-- START OF INPUT MATERIAL --
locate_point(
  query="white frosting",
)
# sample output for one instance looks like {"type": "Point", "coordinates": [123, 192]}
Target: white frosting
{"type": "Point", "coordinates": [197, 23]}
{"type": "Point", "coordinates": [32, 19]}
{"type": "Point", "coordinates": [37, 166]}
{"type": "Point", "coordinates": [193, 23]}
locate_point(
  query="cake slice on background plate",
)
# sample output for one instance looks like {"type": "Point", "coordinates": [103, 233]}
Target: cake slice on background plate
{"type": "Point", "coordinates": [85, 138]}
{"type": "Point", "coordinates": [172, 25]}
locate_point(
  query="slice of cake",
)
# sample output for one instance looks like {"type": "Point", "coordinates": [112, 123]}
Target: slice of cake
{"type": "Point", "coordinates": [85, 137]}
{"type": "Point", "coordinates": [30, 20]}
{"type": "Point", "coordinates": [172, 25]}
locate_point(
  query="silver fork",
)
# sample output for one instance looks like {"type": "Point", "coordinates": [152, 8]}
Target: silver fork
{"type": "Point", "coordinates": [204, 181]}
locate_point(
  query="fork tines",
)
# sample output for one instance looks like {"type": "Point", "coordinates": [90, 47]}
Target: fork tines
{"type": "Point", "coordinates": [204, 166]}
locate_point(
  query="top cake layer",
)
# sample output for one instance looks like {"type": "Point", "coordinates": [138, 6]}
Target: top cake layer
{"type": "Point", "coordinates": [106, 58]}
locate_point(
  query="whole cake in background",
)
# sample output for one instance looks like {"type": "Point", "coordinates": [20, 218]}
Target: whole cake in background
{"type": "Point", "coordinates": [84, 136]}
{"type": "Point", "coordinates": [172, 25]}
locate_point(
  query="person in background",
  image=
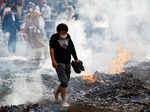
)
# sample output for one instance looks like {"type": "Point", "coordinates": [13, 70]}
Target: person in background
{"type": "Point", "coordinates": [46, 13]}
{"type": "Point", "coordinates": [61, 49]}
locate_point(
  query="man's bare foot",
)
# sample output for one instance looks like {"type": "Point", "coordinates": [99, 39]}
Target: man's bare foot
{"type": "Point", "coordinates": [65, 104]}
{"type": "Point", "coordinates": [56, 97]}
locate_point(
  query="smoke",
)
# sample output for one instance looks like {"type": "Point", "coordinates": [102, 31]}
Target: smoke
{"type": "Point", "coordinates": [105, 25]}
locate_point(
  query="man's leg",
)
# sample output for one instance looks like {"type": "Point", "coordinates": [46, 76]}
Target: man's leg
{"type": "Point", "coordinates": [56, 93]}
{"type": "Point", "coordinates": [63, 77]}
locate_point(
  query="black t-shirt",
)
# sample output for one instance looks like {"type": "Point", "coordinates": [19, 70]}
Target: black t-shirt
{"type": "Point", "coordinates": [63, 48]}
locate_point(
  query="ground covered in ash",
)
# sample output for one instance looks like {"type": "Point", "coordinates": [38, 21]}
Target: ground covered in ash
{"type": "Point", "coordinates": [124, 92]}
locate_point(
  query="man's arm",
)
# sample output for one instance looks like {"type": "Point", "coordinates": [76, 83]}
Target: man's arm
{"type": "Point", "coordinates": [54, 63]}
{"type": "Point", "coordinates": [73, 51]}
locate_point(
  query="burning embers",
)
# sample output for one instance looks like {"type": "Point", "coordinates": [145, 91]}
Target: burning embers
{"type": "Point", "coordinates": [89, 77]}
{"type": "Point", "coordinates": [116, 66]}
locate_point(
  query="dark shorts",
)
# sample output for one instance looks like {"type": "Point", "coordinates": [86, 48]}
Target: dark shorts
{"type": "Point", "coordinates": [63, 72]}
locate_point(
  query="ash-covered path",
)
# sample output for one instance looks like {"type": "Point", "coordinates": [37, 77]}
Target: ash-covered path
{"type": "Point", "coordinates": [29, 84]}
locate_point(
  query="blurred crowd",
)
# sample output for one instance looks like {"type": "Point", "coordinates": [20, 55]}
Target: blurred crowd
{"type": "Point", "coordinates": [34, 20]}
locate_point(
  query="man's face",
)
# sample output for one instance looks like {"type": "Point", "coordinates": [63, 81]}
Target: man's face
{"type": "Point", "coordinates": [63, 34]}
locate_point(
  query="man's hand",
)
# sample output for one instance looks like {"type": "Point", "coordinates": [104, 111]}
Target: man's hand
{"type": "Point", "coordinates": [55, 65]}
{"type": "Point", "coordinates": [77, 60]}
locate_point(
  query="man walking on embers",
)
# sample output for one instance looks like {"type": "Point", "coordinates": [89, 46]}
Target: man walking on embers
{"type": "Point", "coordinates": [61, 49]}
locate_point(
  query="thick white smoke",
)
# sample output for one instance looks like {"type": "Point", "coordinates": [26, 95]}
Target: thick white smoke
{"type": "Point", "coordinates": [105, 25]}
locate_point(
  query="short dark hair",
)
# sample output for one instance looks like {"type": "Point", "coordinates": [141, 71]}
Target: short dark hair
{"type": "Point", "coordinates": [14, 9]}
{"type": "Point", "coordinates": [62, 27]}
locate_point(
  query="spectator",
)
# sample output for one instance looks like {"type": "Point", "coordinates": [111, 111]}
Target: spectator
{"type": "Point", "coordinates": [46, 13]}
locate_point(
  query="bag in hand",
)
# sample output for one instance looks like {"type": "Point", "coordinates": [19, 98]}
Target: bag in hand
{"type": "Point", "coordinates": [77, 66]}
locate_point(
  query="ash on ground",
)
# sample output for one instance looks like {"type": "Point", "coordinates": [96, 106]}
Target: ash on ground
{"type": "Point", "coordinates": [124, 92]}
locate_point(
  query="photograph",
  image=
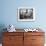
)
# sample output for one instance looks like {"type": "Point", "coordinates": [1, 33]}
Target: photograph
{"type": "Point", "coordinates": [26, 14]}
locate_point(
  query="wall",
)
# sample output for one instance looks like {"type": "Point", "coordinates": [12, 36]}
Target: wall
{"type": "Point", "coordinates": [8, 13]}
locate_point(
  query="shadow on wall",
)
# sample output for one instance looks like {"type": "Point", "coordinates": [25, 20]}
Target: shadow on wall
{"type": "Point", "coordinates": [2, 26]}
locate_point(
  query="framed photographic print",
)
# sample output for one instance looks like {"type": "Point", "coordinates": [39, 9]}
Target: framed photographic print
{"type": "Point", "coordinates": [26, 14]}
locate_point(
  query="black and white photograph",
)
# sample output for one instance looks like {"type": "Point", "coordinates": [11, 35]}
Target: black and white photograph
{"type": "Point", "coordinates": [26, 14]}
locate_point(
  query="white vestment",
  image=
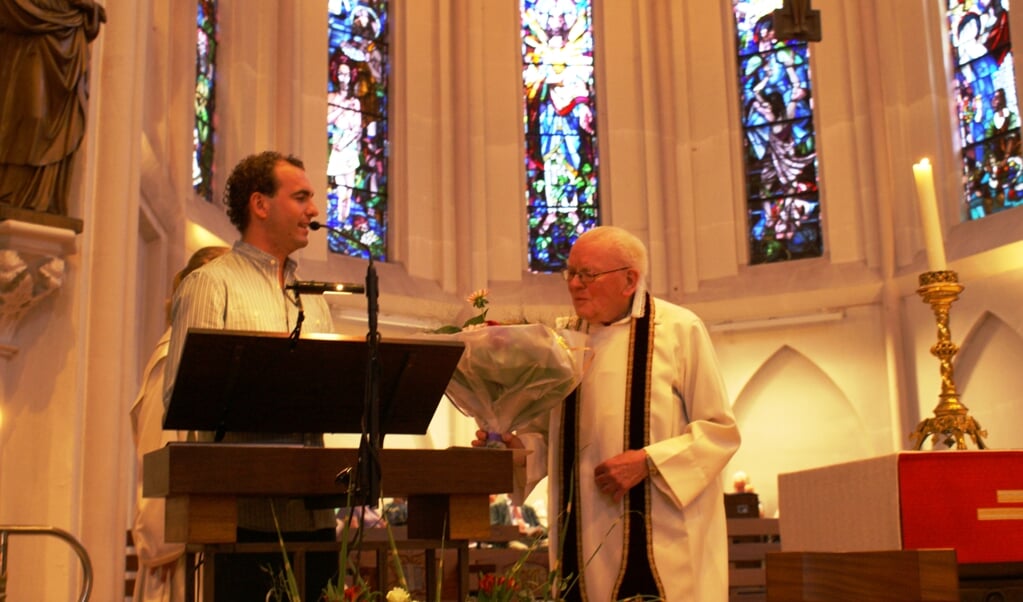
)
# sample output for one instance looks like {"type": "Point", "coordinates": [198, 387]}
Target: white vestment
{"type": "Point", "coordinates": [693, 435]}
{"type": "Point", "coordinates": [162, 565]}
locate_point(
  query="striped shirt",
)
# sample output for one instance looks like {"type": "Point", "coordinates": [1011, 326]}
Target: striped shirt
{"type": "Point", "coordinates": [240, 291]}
-- END OF INPUT MATERIAL --
The listing above must be printed again exactly, minus its pictures.

locate_point(
  query="white frosting",
)
# sample output for one instance looks like {"type": "Point", "coordinates": [123, 192]}
Target: white frosting
{"type": "Point", "coordinates": [197, 23]}
{"type": "Point", "coordinates": [32, 19]}
{"type": "Point", "coordinates": [37, 166]}
{"type": "Point", "coordinates": [193, 23]}
locate_point(
  query="cake slice on background plate",
)
# sample output for one instance looks like {"type": "Point", "coordinates": [103, 233]}
Target: cake slice on background plate
{"type": "Point", "coordinates": [85, 138]}
{"type": "Point", "coordinates": [172, 25]}
locate_point(
  query="slice of cake",
)
# sample output for one instance looks like {"type": "Point", "coordinates": [112, 123]}
Target: slice of cake
{"type": "Point", "coordinates": [85, 137]}
{"type": "Point", "coordinates": [30, 20]}
{"type": "Point", "coordinates": [172, 25]}
locate_point(
  query="silver fork",
)
# sample output for one instance looks like {"type": "Point", "coordinates": [152, 8]}
Target: silver fork
{"type": "Point", "coordinates": [204, 181]}
locate_point(
  query="fork tines",
)
# sample output for one instance looks like {"type": "Point", "coordinates": [90, 47]}
Target: fork tines
{"type": "Point", "coordinates": [204, 166]}
locate_point(
  query="top cake layer",
)
# sample output for one instance looks like {"type": "Point", "coordinates": [138, 6]}
Target: top cake layer
{"type": "Point", "coordinates": [106, 58]}
locate_point(
  query="whole cake in background",
)
# sample output for one instance looks like {"type": "Point", "coordinates": [20, 218]}
Target: whole cake in background
{"type": "Point", "coordinates": [84, 136]}
{"type": "Point", "coordinates": [172, 25]}
locate_point(
  query="person in background",
  image=
)
# sample output for one instance looks like {"type": "Point", "coordinates": [13, 70]}
Target: person in background
{"type": "Point", "coordinates": [46, 13]}
{"type": "Point", "coordinates": [61, 49]}
locate_point(
  query="man's bare foot",
)
# sample output for one instance looks like {"type": "Point", "coordinates": [99, 39]}
Target: man's bare foot
{"type": "Point", "coordinates": [65, 104]}
{"type": "Point", "coordinates": [56, 97]}
locate_point(
  query="smoke",
)
# sample output for one instance looks like {"type": "Point", "coordinates": [102, 31]}
Target: smoke
{"type": "Point", "coordinates": [105, 25]}
locate_point(
  query="man's leg",
)
# sample output for one instance looks like {"type": "Point", "coordinates": [46, 76]}
Target: man's leg
{"type": "Point", "coordinates": [56, 93]}
{"type": "Point", "coordinates": [63, 77]}
locate_point(
  query="black t-shirt",
)
# sample output for one instance looks like {"type": "Point", "coordinates": [19, 70]}
Target: black t-shirt
{"type": "Point", "coordinates": [63, 48]}
locate_point(
  query="ground covered in ash",
)
# sample output for one instance looks like {"type": "Point", "coordinates": [38, 21]}
Target: ground covered in ash
{"type": "Point", "coordinates": [124, 92]}
locate_point(
  query="man's arm",
)
# sample output for one instance looks like {"type": "Point", "coordinates": [76, 83]}
Target: man's arm
{"type": "Point", "coordinates": [54, 63]}
{"type": "Point", "coordinates": [73, 51]}
locate_point(
  query="burning embers",
)
# sample output for one instance looks like {"type": "Point", "coordinates": [145, 91]}
Target: burning embers
{"type": "Point", "coordinates": [89, 77]}
{"type": "Point", "coordinates": [116, 66]}
locate_point(
  query="dark shorts",
)
# sample output for one instance looks like {"type": "Point", "coordinates": [86, 48]}
Target: dark shorts
{"type": "Point", "coordinates": [63, 72]}
locate_point(
  query="ash-covered path",
)
# sample output for one instance looks like {"type": "Point", "coordinates": [37, 77]}
Target: ash-covered path
{"type": "Point", "coordinates": [29, 84]}
locate_point(
  query="blurred crowd",
)
# sample output for one instance looks like {"type": "Point", "coordinates": [20, 55]}
Target: blurred crowd
{"type": "Point", "coordinates": [34, 20]}
locate_point(
  query="man's face",
)
# sample output for one instance looks like {"type": "Point", "coordinates": [63, 81]}
Target: man's face
{"type": "Point", "coordinates": [63, 34]}
locate_point(
  query="man's hand",
)
# sample output for one instance looks like {"type": "Point", "coordinates": [104, 111]}
Target: man's hand
{"type": "Point", "coordinates": [55, 65]}
{"type": "Point", "coordinates": [77, 60]}
locate_point(
  query="man walking on embers",
)
# sample output for one instance looks like {"type": "Point", "coordinates": [89, 46]}
Target: man walking on embers
{"type": "Point", "coordinates": [61, 49]}
locate_point(
  query="thick white smoke",
)
# sample output for one instance looks like {"type": "Point", "coordinates": [26, 95]}
Target: thick white smoke
{"type": "Point", "coordinates": [105, 25]}
locate_point(
  query="short dark hair",
)
# sample output for one instance looks like {"type": "Point", "coordinates": [141, 71]}
Target: short dark hair
{"type": "Point", "coordinates": [14, 9]}
{"type": "Point", "coordinates": [62, 27]}
locate_point(
  query="spectator",
)
# sample output for one instance looks like {"type": "Point", "coordinates": [111, 111]}
Target: spectator
{"type": "Point", "coordinates": [46, 13]}
locate_point(
  query="bag in hand",
)
# sample output for one instance looks like {"type": "Point", "coordinates": [19, 98]}
Target: bag in hand
{"type": "Point", "coordinates": [77, 66]}
locate_point(
  query="ash on ground",
)
# sample output for one instance looks like {"type": "Point", "coordinates": [96, 106]}
Target: ash on ground
{"type": "Point", "coordinates": [124, 92]}
locate_point(
  query="photograph",
  image=
)
# sample output for one instance looks like {"type": "Point", "coordinates": [1, 33]}
Target: photograph
{"type": "Point", "coordinates": [26, 14]}
locate_point(
  query="wall",
)
# sample output for one instance looks like {"type": "Point", "coordinates": [12, 36]}
Target: wall
{"type": "Point", "coordinates": [8, 13]}
locate_point(
  query="shadow on wall",
)
# sample output for one instance looks like {"type": "Point", "coordinates": [25, 20]}
Target: shadow on wall
{"type": "Point", "coordinates": [2, 26]}
locate_point(
  query="framed photographic print",
)
# sample output for one instance looks like {"type": "Point", "coordinates": [39, 9]}
Target: framed photographic print
{"type": "Point", "coordinates": [26, 14]}
locate_point(
  query="black and white photograph",
)
# sample output for one instance looks like {"type": "Point", "coordinates": [11, 35]}
Target: black and white photograph
{"type": "Point", "coordinates": [26, 14]}
locate_point(
  query="white vestment",
  image=
)
# sample output for one instance looks like {"type": "Point", "coordinates": [198, 387]}
Target: white vestment
{"type": "Point", "coordinates": [693, 435]}
{"type": "Point", "coordinates": [162, 565]}
locate_point(
  query="striped shirt",
)
# sample output for one instance looks like {"type": "Point", "coordinates": [1011, 326]}
Target: striped shirt
{"type": "Point", "coordinates": [240, 291]}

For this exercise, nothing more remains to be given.